GIVEN PROBLEM 1:
Transcribe the part of the answer on struct padding starting with "there will be" and going on through "non-portable at least.".
GIVEN PROBLEM 2:
Gather every line of the entries that contains the string "leaf", and list each one in full.

SUPPLIED PASSAGE:

##########

It is illegal (undefined behavior, see @user17732522's comment and this question pointed out by @Özgür Murat Sağdıçoğlu for why exactly).

Even for POD (plain old data) types, compilers are allowed to include padding between members. In the case of

struct S
{
    int a, b;
};

there is very likely no padding, as both members have the same alignment requirements (I could however find no reference, if that is required by the standard).

In another case like

struct S
{
    char a;
    int b;
};

there will be an implementation defined amount of padding between the members and pointer magic, like you did in your question will be non-portable at least.

Generally speaking the standard gives you the following guarantees about the memory layout of POD types [1]:

  • You can safely convert a pointer to the first member to the whole struct and vica versa.
  • You can use the offsetof macro [2] to get the offsets of the different members.

Thus when working with pointers to data members, try to use those facilities and avoid relying on false assumptions about the data layout.

##########

LISTED RECORDS:
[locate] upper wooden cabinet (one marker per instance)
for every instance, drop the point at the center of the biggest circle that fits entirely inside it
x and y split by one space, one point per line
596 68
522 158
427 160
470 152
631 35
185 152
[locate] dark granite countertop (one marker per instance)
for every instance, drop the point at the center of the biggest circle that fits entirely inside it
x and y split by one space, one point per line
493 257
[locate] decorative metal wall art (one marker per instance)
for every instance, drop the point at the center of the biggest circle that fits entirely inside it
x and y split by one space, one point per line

##########

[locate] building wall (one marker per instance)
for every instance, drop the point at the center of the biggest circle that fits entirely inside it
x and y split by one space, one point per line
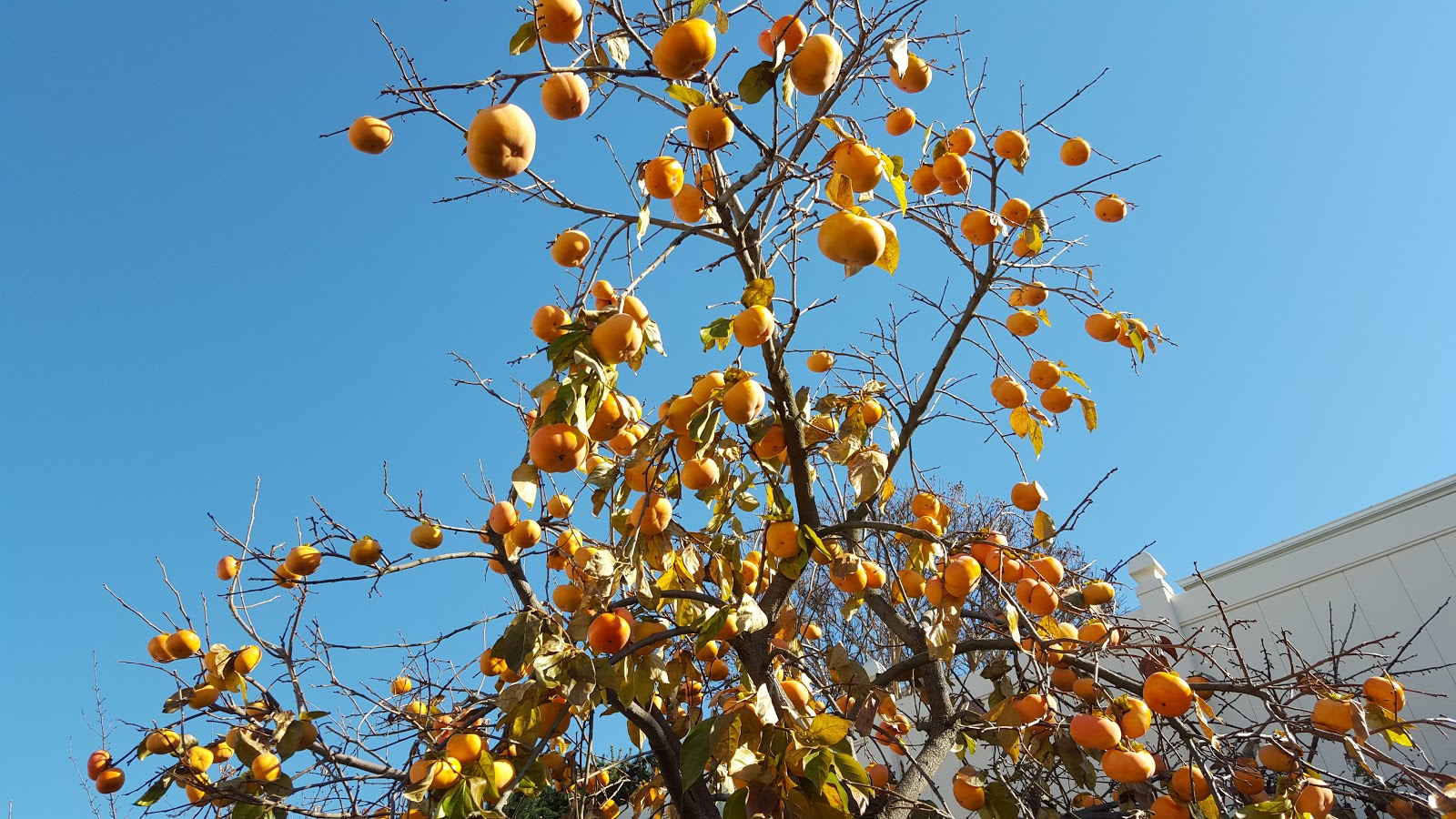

##########

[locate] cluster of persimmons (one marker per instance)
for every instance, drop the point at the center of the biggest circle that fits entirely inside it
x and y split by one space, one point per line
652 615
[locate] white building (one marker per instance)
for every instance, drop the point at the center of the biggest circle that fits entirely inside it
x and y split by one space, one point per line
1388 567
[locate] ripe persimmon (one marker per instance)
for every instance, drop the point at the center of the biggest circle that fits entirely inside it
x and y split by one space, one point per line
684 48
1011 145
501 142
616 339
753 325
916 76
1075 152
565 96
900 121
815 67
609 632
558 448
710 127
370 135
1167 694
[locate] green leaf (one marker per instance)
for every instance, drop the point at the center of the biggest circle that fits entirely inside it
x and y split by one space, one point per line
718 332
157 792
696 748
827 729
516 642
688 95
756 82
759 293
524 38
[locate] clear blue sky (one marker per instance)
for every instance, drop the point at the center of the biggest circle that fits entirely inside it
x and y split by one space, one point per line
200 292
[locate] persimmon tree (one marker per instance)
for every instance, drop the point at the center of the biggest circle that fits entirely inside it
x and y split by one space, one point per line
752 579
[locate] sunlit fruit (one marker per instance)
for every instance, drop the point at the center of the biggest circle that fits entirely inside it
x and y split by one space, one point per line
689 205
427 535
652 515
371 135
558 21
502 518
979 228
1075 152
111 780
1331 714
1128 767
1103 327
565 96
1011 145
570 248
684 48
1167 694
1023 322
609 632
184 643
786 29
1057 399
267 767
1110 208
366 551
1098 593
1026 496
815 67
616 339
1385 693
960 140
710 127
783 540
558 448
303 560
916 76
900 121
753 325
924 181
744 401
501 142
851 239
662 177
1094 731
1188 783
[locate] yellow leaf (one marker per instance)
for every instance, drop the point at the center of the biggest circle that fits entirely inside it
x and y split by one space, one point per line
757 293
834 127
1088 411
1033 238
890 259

##########

TASK SOLUTION 1:
there will be an implementation defined amount of padding between the members and pointer magic, like you did in your question will be non-portable at least.

TASK SOLUTION 2:
[locate] green leaf (one marker per instance)
[locate] yellow leaf (one marker per instance)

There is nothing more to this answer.